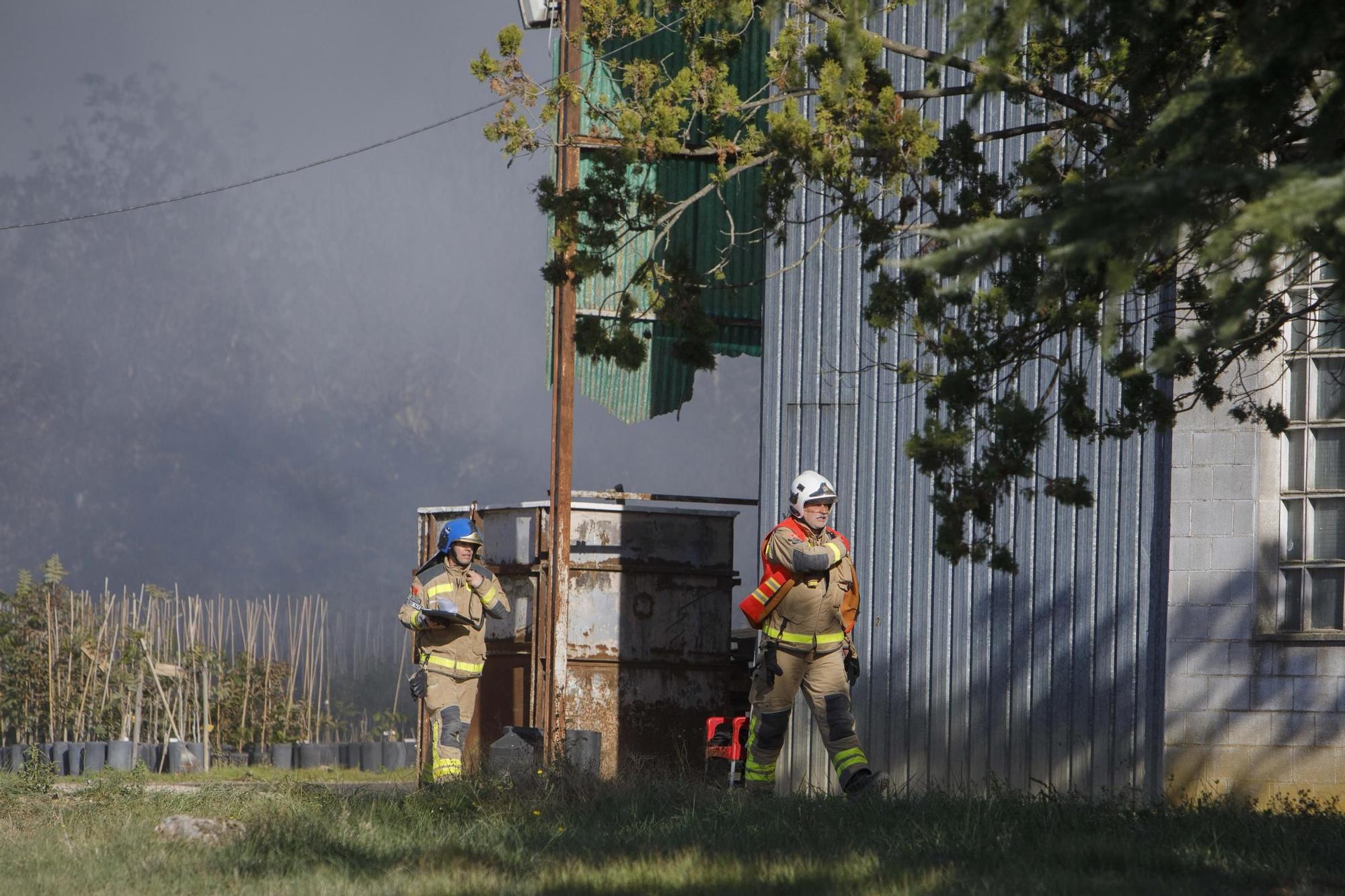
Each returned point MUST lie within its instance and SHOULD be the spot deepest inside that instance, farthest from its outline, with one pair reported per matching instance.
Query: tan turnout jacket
(810, 615)
(454, 650)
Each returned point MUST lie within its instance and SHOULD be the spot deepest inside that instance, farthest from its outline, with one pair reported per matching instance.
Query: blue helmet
(461, 529)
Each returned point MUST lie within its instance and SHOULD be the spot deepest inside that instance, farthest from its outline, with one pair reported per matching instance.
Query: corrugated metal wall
(664, 384)
(1052, 677)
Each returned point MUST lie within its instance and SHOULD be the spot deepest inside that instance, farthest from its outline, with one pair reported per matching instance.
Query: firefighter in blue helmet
(450, 599)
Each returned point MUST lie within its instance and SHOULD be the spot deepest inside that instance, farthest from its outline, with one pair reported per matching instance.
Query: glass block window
(1312, 542)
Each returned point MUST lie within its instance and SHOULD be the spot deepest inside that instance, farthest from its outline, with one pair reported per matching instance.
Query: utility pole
(549, 693)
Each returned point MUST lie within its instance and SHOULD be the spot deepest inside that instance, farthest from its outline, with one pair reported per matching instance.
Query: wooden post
(553, 674)
(205, 715)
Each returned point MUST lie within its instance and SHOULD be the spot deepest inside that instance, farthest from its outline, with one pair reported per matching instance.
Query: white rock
(206, 830)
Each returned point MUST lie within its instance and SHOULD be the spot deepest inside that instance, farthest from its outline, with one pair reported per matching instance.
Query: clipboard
(449, 616)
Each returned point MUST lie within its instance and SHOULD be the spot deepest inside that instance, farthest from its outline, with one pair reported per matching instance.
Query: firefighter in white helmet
(806, 638)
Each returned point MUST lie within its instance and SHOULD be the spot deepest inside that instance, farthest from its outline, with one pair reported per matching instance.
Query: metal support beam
(549, 694)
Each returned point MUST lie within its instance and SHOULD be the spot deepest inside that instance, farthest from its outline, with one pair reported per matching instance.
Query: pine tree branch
(1102, 115)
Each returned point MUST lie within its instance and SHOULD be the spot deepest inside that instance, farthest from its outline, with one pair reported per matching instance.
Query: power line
(259, 179)
(314, 165)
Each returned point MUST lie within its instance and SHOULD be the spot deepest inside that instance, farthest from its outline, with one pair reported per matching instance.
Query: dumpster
(649, 634)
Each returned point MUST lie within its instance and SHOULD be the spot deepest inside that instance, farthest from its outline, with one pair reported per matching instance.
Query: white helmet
(810, 486)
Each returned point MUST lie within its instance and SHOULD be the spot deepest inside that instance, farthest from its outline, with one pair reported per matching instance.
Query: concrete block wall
(1243, 713)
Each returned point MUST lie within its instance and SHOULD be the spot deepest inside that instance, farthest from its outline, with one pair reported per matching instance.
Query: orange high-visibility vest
(775, 577)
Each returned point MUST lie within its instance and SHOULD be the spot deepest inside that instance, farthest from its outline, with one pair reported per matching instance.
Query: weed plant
(564, 833)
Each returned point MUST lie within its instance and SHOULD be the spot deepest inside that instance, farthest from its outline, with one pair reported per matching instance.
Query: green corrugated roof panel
(662, 384)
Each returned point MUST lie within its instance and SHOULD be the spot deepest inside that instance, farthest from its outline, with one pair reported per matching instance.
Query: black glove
(771, 666)
(419, 684)
(852, 665)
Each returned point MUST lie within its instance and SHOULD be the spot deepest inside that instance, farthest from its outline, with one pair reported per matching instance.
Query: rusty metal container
(652, 600)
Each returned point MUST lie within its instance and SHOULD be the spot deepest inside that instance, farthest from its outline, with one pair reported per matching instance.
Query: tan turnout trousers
(828, 692)
(450, 702)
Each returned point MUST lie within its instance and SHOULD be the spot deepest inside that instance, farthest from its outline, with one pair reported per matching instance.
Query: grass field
(559, 834)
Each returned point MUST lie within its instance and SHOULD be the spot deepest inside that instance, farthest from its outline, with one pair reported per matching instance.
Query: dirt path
(190, 787)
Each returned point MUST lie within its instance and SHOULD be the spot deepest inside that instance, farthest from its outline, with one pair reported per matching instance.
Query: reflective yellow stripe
(848, 758)
(853, 760)
(451, 663)
(794, 638)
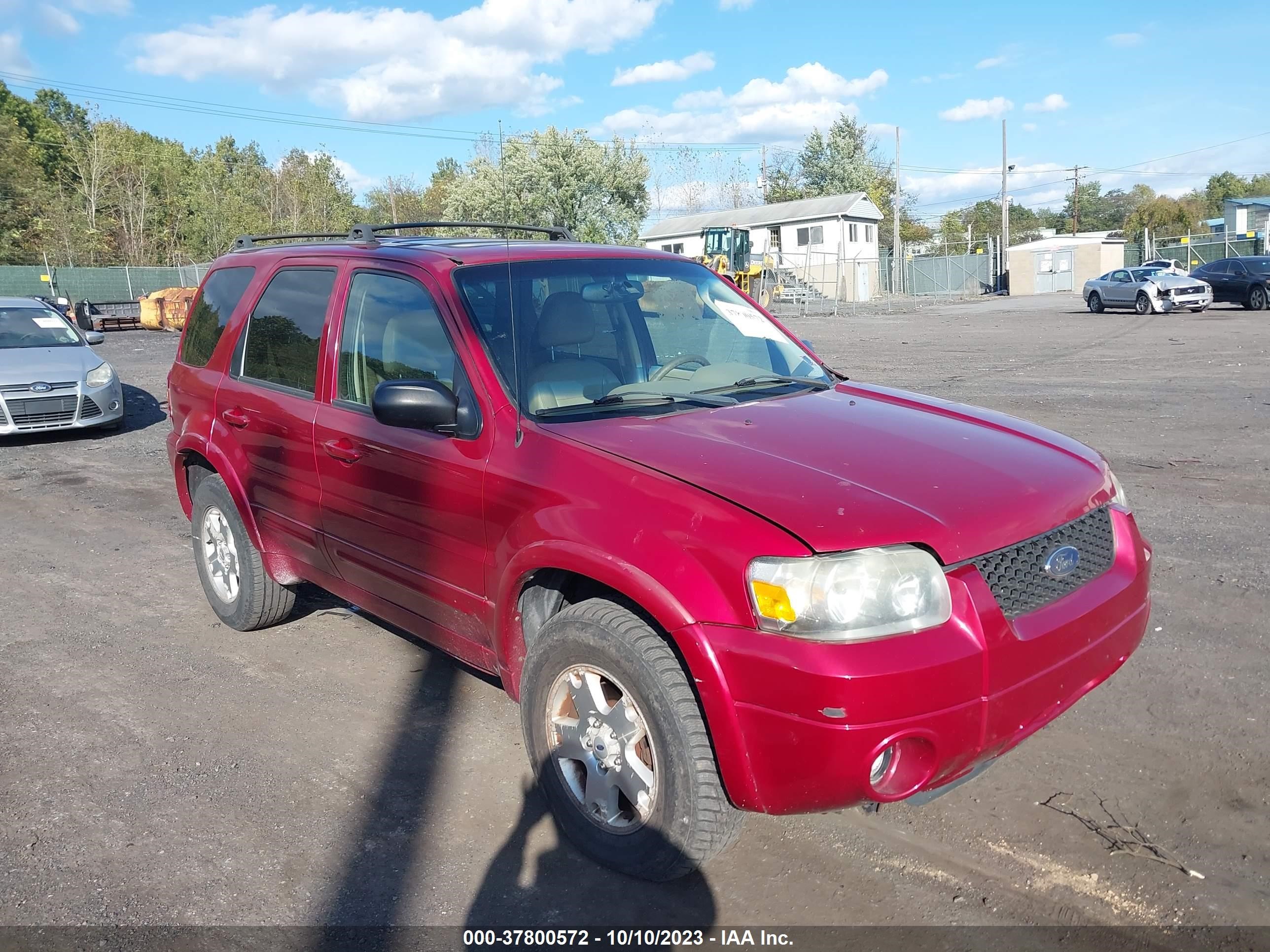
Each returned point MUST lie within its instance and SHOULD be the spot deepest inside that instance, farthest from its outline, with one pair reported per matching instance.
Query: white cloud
(394, 64)
(12, 58)
(978, 109)
(54, 19)
(1050, 104)
(762, 109)
(665, 70)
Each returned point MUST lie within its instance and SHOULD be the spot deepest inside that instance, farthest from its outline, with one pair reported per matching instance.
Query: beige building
(1063, 263)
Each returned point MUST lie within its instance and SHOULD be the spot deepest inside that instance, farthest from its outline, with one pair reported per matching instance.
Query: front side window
(221, 294)
(636, 329)
(391, 332)
(36, 327)
(283, 334)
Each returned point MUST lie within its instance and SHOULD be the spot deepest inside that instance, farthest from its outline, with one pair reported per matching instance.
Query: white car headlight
(852, 596)
(1118, 497)
(100, 376)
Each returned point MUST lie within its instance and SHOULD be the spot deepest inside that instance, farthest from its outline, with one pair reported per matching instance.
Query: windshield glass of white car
(35, 327)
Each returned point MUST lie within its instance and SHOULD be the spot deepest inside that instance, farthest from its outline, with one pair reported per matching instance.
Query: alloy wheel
(220, 555)
(602, 748)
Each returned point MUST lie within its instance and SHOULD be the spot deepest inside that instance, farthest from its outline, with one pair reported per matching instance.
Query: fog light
(881, 765)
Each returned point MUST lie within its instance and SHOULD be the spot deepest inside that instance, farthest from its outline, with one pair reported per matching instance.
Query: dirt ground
(159, 767)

========================

DIRECTIONS FOR THIS TASK:
Copy the listing word for word, excluding its pictures.

RESULT BELOW:
Each returned point MUST lie within its instance and SHOULD be the spot deepest inside that instance, farthest from its outline, with one pair reported per matching instance.
Query: tan turnout jacket
(810, 615)
(454, 650)
Each returned point MUST lie within its instance and SHOULD be the spot deepest inside that instance, farthest from its outline, with one pair reported per matching instance.
Query: blue helmet
(461, 529)
Each returned point MUST lie within its instance and SHOULD be the spot deepest inside that instance, farthest from its outline, with one pair reported per matching instance.
Query: corrugated metal wall
(664, 384)
(1052, 677)
Each returned point MUST lie within its instance and SHOULD be the spot deepest inside that instance, farthest from its outline, with one pair reported per matching instance.
Query: firefighter in blue helmet
(450, 599)
Each returned point MUST lie within its instance and SHOULD be the spot deepest inside that instance, farthest from its outline, with one pair reported per matching instance.
Query: glass block window
(1312, 542)
Each returned point MUST lie within its instance and SHOULD be the spot deepest inside that instance, farthest from its outline, with one pair reported per matching instance.
Query: utility pole
(549, 693)
Each returned point MUST lie within its instance and SHOULD be the spot deepest inside that instance, farthest from its outline, with one pair reported per matching instance.
Query: wooden post
(553, 674)
(205, 715)
Each returned point MUST lie within its instance and SHOULD be the spot deepest inside that instance, farthest from its outline, with one pair reported per matching instance.
Query: white rock
(206, 830)
Each returned point MUST lie within its instance and SHOULD be the spot deepest inside that instance, farthest from its outline, with one pair reported per matching instance.
Query: clipboard
(449, 616)
Each returned point MUST lie within its instance and SHOULD be the spot deepest inside that instance, farthest from its outline, with one pair reported per matching instance.
Query: firefighter in white helmet
(806, 638)
Each returned point MUST lie within its instance and SHOULD be the spot deepest inside that instance, farthest from its outline, with one pair reported per matching instance.
Query: metal support beam
(549, 694)
Each returned point MUST lie within its instance and SHOULD be the spot deepest inside that instance, farthest from its outline, with one pair reported per matching instance.
Query: pine tree branch
(1102, 115)
Each returned point MUST lie within its instance and SHOULD be the spot deepest inside that instance, farthest from its outline, with one pair reported per matching instance.
Query: power line
(259, 179)
(314, 165)
Each returned point MUST lie within its instance and SHOULD be the spot deepest inside that instance, farthest from its outline, with one pair reported per matching instance.
Query: dumpster
(649, 634)
Each returned point MUST lie within its instance and SHOULD be the spot deepest inside that instance, farthest from its outline, with one pair reported per matching instance.
Query: white helmet
(810, 486)
Each returned point MUST lie within its instance and SHOULD be the spot deepest inside that instance, farthest from its outline, with one pair reported per matching instance.
Query: concrete block wall
(1243, 713)
Each returned point MUST lie within its instance and SHOULD be the spot deepest inside that instance, farthest from its outline, with one pair reported per matching instance.
Query: orange high-visibility vest
(775, 577)
Each returned point MUST lie within its instance and SHOULD be the spot deepest inside that instance, farthest from its outline, with one pair reported per matching instance.
Query: weed plant
(564, 833)
Each returned point MUST lie within its instance and SHOULD be the spot deepest inside that instance, farthest from its outline, with one pair reported per matching instance.
Query: green corrugated roof panel
(662, 384)
Each returned point MUST lie within its instance and SHOULD be the spot deepest inside that instance, farthest from its outline, with one pair reported per matching instance.
Query: black glove
(771, 666)
(419, 684)
(852, 665)
Each returned point MUST lie within its instance and SHOULD be the spot deepest inside that instance, farthest from its outline, with one pair reported per matching instance.
Query: rusty metal container
(652, 600)
Each returned point MUST lie within its instance and SHOULD be the spot deepest inside that instance, farthest from its outline, with one pair reported per matching instance.
Query: tan turnout trousers
(828, 692)
(450, 702)
Each returned point MUST lie within its instance and SHOULD be the spot deepest inside that instance, farthest from its outline, with one pair reported per matching instance.
Query: grass field
(559, 834)
Each returned point MUST lie within its instance and SHOULD be the spot deepest inside that instance, farthest from its outline, with one pair reported per matching instance.
Query: dirt path
(190, 787)
Each returned point MUST lie within its instance and SHOULD be the spot deepest inside that instance, farthest from its outline, with one pair reported per matching instance.
Query: reflective yellow stripe
(848, 758)
(853, 760)
(451, 663)
(794, 638)
Each returned point MUST lie within its instance and SHOULD be the spot deepest inside that instance, farthest from its outline, with one pair reported per matching instance.
Query: white cloud
(394, 64)
(12, 58)
(978, 109)
(54, 19)
(1050, 104)
(762, 109)
(665, 70)
Each returned point MUST lie within its instance and SHOULD be the spot deepest inside that instance, farthest from its outline, with one pair reported per matching instance.
Query: beige building
(1063, 263)
Each returned point MUST lie within its instance and SHOULD be the spot deepest inside that instance, farthest from its outline, with one pair reported per matching instance.
Query: front side window
(221, 294)
(636, 329)
(391, 332)
(36, 327)
(283, 334)
Each returned point MUST lie within its instance and SHOULD be the spot deepest inside that instance, farthest from its outline, with one pair reported per matching instance.
Query: white car headlight
(852, 596)
(1118, 497)
(100, 376)
Each returned point MUST lie within its instance and SHOULD be the spot deepest inside that instance, farthest from its outline, with one pair reported per matching instance.
Query: windshield glass of white car
(35, 327)
Each returned point MUST lie within its instance and SHOULD be the spot deepest inside that instance, farthest from its outline, with one pair reported per matching instance.
Query: alloy wheel
(220, 555)
(602, 748)
Each returned point MUST lie within its instance and SHOULD be the spot deepest inside that instance, farthest from its outline, with one pair reported per matching instance.
Query: fog light
(881, 765)
Each returned point MUST lie within its instance and SHOULD be the spot deepest inside that instance, farthest from its outline, with one pair reported per matching instance.
Query: dirt ground
(159, 767)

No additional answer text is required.